DIRECTIONS FOR THIS TASK
Repeat exactly the lines of the listing from the line containing "of the tree" through its last line, and nothing beyond them.
※
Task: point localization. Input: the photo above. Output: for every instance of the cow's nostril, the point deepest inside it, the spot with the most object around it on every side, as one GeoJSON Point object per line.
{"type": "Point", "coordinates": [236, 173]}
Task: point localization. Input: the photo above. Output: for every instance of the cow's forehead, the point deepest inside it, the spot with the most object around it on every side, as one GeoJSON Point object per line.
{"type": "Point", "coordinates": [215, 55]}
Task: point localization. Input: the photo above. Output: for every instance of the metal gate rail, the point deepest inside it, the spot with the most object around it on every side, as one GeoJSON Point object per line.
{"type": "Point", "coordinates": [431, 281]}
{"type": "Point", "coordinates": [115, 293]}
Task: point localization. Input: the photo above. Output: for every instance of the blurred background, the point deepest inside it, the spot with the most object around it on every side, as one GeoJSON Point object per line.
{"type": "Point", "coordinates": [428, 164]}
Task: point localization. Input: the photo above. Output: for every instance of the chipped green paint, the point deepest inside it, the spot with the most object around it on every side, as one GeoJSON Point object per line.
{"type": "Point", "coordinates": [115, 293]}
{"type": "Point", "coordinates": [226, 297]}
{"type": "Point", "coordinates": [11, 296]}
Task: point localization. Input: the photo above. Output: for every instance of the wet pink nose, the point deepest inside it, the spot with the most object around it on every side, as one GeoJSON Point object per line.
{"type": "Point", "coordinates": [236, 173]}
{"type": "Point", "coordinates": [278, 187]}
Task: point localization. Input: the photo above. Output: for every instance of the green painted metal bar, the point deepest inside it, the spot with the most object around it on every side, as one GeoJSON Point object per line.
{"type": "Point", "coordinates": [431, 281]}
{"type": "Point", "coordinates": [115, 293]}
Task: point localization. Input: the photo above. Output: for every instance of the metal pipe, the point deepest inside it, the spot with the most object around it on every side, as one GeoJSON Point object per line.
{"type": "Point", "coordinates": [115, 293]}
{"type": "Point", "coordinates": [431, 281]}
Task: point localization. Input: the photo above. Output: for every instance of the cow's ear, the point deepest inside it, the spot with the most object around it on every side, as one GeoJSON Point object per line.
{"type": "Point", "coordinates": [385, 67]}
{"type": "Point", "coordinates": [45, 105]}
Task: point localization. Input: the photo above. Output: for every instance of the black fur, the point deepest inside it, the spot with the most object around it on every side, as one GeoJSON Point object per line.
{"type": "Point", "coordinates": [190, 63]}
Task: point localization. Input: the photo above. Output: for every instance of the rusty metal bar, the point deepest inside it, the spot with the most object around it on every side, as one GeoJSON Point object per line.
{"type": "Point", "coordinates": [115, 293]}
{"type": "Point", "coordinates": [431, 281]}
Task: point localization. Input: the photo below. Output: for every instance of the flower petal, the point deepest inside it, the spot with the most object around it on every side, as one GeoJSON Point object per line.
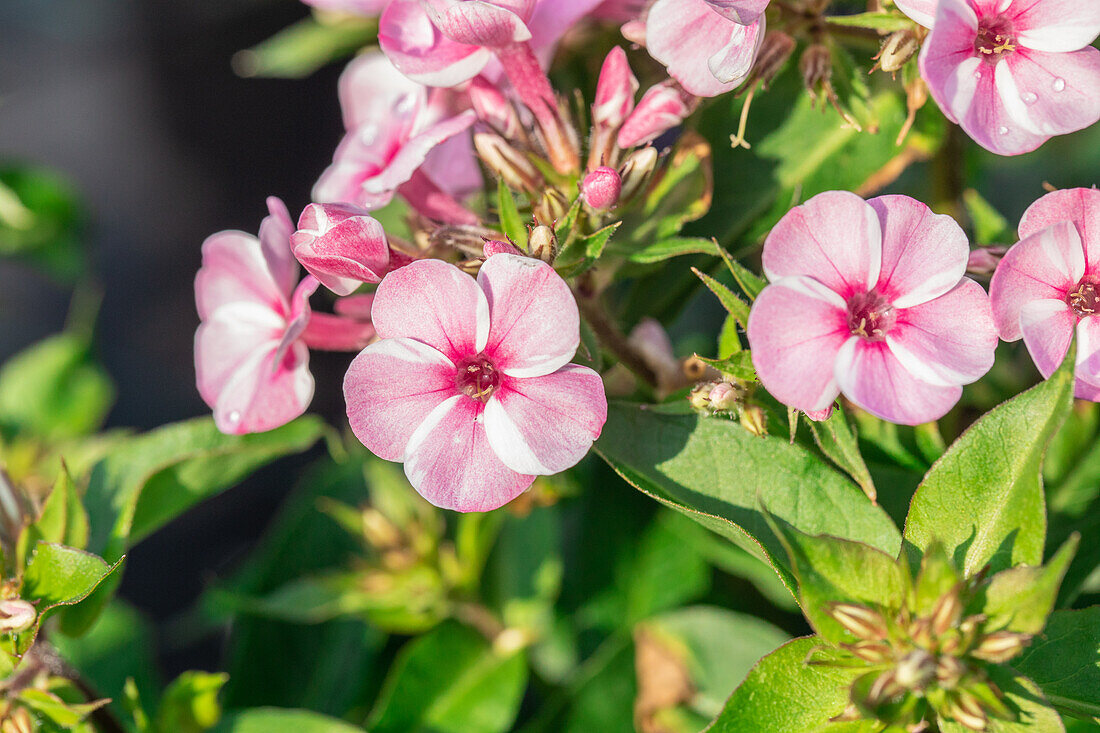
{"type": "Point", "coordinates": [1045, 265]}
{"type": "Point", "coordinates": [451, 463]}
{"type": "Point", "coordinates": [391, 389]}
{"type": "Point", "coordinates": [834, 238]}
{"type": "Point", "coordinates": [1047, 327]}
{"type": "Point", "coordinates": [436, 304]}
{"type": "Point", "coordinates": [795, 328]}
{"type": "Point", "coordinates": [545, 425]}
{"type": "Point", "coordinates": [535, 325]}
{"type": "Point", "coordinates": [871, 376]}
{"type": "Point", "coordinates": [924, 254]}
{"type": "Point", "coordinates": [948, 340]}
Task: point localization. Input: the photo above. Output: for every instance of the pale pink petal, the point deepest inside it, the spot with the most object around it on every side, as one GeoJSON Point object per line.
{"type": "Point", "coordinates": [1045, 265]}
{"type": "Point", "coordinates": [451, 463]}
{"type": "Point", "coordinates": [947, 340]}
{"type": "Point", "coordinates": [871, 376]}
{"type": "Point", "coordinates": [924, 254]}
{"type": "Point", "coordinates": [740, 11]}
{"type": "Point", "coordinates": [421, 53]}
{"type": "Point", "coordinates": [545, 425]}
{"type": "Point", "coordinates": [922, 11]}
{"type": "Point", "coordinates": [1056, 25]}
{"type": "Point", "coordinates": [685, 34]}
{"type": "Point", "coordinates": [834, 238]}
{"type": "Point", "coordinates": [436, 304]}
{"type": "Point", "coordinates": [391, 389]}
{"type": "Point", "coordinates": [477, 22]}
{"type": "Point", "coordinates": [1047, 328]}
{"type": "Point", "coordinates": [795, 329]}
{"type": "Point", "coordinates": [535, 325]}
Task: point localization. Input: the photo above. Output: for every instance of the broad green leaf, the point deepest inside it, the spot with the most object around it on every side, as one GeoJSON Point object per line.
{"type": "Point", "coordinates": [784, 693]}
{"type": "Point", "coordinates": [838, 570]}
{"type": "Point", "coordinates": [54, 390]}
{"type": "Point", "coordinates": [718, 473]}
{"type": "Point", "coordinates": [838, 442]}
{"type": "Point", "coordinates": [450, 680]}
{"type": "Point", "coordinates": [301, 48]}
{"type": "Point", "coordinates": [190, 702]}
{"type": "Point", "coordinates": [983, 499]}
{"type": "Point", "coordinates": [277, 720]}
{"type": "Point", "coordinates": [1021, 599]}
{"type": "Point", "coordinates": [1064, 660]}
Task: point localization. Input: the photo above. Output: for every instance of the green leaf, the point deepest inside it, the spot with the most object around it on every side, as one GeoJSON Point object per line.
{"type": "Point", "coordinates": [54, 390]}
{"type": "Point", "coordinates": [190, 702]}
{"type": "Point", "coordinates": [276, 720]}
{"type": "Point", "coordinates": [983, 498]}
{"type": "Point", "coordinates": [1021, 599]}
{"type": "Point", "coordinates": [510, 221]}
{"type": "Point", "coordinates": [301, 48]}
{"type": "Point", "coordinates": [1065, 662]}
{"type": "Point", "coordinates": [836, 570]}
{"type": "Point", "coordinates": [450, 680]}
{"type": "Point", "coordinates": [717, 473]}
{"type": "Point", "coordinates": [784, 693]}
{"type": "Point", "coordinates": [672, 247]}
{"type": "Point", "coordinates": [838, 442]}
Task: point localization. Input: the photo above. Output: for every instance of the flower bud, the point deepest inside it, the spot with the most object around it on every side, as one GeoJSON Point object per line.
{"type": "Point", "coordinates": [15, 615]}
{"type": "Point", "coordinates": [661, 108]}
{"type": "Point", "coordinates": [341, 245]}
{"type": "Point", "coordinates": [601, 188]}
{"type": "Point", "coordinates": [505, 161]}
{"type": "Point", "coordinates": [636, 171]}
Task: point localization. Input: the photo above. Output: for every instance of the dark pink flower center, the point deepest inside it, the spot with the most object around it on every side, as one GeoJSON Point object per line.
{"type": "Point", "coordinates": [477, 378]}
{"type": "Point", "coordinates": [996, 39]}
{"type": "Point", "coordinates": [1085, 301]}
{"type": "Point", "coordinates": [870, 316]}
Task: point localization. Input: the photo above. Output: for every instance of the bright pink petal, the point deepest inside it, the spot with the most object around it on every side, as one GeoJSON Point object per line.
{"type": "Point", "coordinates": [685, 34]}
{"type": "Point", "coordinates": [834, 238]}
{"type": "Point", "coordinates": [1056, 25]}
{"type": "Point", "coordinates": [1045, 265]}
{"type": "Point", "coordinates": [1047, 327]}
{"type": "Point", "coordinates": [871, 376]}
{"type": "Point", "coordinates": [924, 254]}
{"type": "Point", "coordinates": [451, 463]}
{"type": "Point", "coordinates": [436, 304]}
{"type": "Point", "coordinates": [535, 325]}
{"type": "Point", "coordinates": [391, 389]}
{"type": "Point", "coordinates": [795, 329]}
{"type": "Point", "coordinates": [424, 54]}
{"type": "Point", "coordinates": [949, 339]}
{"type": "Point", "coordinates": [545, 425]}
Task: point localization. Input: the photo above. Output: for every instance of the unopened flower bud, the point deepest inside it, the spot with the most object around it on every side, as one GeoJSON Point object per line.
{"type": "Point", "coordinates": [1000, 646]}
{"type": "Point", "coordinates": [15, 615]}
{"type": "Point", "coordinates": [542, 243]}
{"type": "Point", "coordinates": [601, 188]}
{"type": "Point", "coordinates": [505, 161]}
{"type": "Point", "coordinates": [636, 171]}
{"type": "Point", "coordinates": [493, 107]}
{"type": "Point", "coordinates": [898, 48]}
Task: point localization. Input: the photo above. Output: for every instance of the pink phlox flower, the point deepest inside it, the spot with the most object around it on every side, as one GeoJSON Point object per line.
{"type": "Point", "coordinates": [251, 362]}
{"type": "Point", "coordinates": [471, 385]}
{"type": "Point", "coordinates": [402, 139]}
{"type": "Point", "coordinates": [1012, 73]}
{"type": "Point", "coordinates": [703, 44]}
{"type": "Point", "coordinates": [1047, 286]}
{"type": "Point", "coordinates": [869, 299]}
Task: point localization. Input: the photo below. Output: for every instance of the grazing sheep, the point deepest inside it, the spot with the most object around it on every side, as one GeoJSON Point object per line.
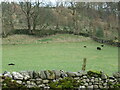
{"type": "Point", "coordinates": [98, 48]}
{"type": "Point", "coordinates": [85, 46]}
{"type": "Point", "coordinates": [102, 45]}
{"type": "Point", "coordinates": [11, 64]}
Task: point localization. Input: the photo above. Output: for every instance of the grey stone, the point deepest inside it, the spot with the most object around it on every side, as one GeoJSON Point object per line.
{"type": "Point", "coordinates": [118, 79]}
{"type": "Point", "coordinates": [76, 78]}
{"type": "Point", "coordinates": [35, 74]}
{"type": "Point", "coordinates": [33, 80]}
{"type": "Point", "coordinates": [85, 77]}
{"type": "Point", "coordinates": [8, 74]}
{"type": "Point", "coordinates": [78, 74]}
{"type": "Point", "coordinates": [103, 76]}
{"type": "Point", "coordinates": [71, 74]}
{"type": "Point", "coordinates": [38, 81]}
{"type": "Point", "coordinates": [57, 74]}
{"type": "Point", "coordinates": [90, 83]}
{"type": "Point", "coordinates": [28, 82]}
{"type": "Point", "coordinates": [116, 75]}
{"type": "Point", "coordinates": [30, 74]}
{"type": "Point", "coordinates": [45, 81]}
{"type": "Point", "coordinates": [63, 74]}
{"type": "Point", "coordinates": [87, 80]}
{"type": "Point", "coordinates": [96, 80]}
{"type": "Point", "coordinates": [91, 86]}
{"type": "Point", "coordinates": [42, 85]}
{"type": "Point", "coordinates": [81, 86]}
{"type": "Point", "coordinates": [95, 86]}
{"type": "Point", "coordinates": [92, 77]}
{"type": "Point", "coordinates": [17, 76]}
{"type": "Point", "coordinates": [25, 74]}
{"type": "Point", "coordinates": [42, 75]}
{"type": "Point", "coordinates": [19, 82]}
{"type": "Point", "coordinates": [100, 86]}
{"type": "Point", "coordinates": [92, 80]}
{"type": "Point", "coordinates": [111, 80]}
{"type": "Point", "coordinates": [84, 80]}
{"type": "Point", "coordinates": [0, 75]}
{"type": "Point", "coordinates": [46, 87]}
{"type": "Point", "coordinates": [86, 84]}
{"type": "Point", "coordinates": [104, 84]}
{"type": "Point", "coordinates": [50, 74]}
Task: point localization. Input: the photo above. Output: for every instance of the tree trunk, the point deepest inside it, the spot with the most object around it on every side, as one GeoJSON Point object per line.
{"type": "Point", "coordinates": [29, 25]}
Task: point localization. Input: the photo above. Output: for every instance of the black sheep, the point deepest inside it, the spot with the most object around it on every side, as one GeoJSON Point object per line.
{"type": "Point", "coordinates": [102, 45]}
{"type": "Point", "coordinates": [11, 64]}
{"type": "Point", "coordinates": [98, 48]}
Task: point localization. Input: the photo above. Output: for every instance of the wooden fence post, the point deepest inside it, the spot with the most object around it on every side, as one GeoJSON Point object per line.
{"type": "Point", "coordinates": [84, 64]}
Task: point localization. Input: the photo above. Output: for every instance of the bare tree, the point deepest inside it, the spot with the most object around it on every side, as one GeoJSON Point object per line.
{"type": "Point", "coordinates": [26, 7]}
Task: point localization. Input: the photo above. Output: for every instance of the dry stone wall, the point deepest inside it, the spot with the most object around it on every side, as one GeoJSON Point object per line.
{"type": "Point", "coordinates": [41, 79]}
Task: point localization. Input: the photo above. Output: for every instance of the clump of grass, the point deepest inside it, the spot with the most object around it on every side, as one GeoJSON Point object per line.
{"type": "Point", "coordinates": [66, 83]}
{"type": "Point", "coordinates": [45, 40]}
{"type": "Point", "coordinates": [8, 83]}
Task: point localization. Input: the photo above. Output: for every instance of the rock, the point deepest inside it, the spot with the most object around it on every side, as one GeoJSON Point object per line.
※
TASK RESPONSE
Task: point localization. Input: the photo above. Output: for every instance of the tree trunk, the point deepest inside it, the spot with the most object around it on every side, as one GeoJSON Point object per line.
{"type": "Point", "coordinates": [29, 25]}
Task: point localization. Input: the photo above. Output: for every instance of the black sheep, the point deepest inside it, the spot with the most object around it on every side, as one GeoJSON Point object per line.
{"type": "Point", "coordinates": [102, 45]}
{"type": "Point", "coordinates": [11, 64]}
{"type": "Point", "coordinates": [98, 48]}
Task: point localization. Input: the photo above. Output: for every instance of the wooden fence post, the point deepest inside it, the spot with the most object around it on every side, as one GeoJSON Point object per line.
{"type": "Point", "coordinates": [84, 64]}
Task: point localization. Input: the photo above. Output: for every instance of the bare tree, the point deepest inside it, the spot with the most object around it on every side, as one GeoJSON Point object per line.
{"type": "Point", "coordinates": [26, 7]}
Task: point localization. Input: the photo above. Output: for every instance of the dry stone wall, the point deepest inside it, the spot with the most object around it on every side, as one GeoJSON Point object per line.
{"type": "Point", "coordinates": [41, 79]}
Task: point localization. Input: the photo above. Output: for every instance of the clump of grass, the point deepest inside it, the spot with the most object around it on every side, as one GeoJSON Point object per line.
{"type": "Point", "coordinates": [66, 83]}
{"type": "Point", "coordinates": [45, 40]}
{"type": "Point", "coordinates": [8, 83]}
Task: point localization. Input: the photo above. Output: for every instance of the rock, the point deepest inside it, the spot with the most object around it on every side, as one GeoJSON Point object per line.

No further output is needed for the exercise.